-- Work instruction --
Lines in the entries below where the word "branch" shows up should each be copied.

-- Data shown --
__________

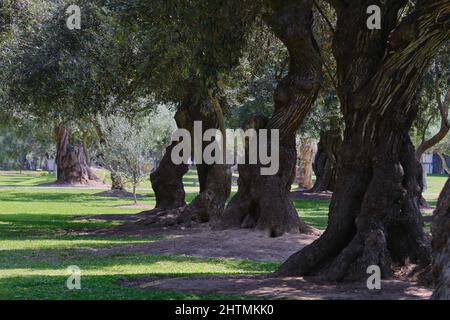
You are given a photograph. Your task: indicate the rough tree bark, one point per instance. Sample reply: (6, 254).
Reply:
(71, 161)
(374, 217)
(263, 202)
(215, 180)
(325, 162)
(441, 245)
(304, 175)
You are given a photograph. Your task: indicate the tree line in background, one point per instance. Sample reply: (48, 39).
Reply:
(375, 99)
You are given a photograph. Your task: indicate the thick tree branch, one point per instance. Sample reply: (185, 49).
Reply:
(444, 129)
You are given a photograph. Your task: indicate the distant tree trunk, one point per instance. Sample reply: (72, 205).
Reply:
(444, 162)
(263, 201)
(325, 162)
(438, 137)
(116, 182)
(441, 245)
(86, 148)
(374, 216)
(167, 182)
(304, 175)
(215, 180)
(71, 161)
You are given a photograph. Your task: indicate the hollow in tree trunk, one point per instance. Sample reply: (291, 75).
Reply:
(263, 201)
(71, 161)
(441, 245)
(215, 180)
(325, 162)
(116, 182)
(304, 175)
(374, 217)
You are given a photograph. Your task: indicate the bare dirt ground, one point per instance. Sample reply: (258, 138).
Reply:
(204, 242)
(201, 241)
(298, 288)
(117, 194)
(304, 195)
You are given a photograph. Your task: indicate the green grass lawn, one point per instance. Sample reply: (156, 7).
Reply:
(37, 243)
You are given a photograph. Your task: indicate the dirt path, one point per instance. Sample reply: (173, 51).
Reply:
(283, 288)
(201, 241)
(204, 242)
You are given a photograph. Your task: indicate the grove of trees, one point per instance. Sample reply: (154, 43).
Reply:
(375, 100)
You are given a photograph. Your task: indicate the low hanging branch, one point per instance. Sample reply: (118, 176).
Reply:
(445, 126)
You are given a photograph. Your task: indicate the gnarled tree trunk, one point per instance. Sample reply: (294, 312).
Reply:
(441, 245)
(305, 170)
(374, 216)
(71, 161)
(116, 182)
(263, 201)
(325, 162)
(215, 180)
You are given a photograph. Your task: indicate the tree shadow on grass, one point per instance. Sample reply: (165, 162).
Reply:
(41, 274)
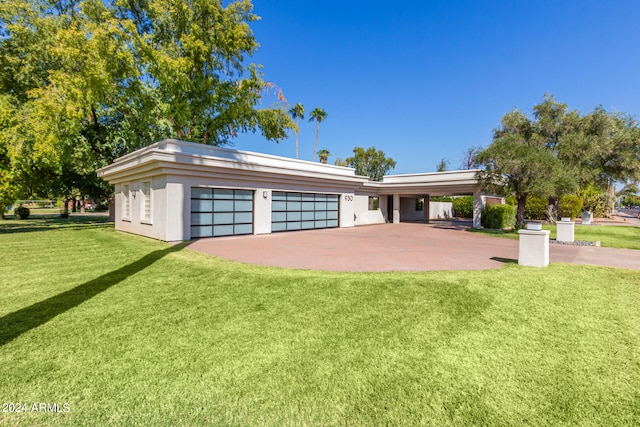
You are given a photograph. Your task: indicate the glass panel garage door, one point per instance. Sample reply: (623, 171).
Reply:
(221, 212)
(303, 211)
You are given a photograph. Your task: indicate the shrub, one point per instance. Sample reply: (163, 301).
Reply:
(569, 206)
(594, 201)
(536, 207)
(463, 207)
(499, 216)
(22, 212)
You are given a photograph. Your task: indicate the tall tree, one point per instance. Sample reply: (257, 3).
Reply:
(318, 115)
(370, 162)
(85, 81)
(443, 165)
(518, 160)
(469, 158)
(297, 112)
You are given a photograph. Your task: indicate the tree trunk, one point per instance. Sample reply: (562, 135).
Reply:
(552, 209)
(112, 209)
(315, 143)
(522, 202)
(297, 132)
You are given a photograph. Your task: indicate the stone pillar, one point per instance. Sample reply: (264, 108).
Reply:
(396, 209)
(426, 209)
(533, 248)
(565, 231)
(477, 210)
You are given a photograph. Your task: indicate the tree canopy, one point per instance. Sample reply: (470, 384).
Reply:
(559, 151)
(370, 162)
(85, 81)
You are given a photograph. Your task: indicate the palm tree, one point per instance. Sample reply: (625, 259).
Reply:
(318, 114)
(324, 155)
(297, 112)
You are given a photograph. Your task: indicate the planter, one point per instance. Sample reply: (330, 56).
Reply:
(534, 225)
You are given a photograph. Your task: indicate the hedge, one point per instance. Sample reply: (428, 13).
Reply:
(570, 206)
(498, 216)
(463, 207)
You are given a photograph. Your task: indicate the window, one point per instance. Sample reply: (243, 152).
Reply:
(146, 200)
(126, 204)
(374, 203)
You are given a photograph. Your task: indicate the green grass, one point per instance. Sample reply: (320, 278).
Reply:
(611, 236)
(131, 331)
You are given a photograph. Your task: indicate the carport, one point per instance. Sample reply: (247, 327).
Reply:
(393, 188)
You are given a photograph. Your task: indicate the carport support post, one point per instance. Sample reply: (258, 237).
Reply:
(477, 210)
(396, 209)
(425, 208)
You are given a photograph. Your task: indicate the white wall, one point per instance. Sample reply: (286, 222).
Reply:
(156, 227)
(437, 210)
(440, 210)
(262, 211)
(363, 215)
(408, 210)
(347, 210)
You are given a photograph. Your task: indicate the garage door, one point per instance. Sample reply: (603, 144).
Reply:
(303, 211)
(221, 212)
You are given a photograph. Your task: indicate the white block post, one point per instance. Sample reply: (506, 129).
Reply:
(534, 248)
(477, 210)
(565, 231)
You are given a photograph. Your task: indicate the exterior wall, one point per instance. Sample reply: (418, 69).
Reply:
(174, 167)
(178, 196)
(156, 226)
(408, 210)
(440, 210)
(347, 210)
(437, 210)
(262, 211)
(363, 216)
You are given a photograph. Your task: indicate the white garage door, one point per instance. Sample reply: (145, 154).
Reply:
(221, 212)
(303, 211)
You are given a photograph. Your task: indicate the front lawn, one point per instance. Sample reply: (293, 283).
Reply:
(610, 236)
(131, 331)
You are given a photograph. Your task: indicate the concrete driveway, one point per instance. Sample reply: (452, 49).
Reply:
(396, 247)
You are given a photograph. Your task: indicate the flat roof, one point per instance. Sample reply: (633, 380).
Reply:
(175, 157)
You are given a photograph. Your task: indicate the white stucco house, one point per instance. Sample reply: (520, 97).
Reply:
(175, 190)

__________

-- Answer for this exercise --
You are given a photograph. Your task: indicate the thick tree branch, one point per instance. Sample reply: (185, 49).
You are given a photograph. Your task: indicate the low hanging branch, one point per instance. Sample reply: (118, 176).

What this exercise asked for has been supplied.